**To be done**.
Find each line in the entries below that contains the word "MultiPolygon", matching case exactly, and copy those lines.

─── Available records ───

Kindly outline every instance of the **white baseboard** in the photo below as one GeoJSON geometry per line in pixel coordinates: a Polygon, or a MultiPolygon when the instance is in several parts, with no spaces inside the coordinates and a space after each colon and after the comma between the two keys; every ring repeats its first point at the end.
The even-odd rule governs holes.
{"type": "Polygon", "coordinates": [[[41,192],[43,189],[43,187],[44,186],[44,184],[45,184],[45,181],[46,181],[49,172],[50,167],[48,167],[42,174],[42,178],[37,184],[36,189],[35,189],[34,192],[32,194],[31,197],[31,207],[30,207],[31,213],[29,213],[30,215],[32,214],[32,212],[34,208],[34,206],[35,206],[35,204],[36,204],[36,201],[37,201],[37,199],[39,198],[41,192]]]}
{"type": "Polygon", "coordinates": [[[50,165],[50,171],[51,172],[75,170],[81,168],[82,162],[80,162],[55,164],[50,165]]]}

───
─── Available records ───

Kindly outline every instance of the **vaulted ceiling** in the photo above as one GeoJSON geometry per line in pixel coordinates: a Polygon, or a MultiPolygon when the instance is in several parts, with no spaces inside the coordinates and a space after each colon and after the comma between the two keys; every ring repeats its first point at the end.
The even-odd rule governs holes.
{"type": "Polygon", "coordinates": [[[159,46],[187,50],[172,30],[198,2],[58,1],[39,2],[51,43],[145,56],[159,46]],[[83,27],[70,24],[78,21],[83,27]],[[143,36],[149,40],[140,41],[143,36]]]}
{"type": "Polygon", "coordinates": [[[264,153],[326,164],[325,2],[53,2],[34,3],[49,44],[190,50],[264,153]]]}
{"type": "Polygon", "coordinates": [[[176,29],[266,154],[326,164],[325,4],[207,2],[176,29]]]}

───

**Response to the exercise**.
Kindly outline every instance of the **white baseboard** in the photo below as one GeoJSON geometry per line in pixel coordinates: a Polygon, or a MultiPolygon when the instance is in several parts, with no spaces inside the coordinates and a space after each colon and after the comma between the two keys; every ring repeats its first point at the end.
Kindly outline every instance of the **vaulted ceiling** in the photo above as one GeoJSON geometry per line in pixel coordinates: a Polygon, or a MultiPolygon when the instance is in several parts, with no spaces inside the coordinates and a space after each colon and after the comma between the two keys; every ring repeats its first point at the end.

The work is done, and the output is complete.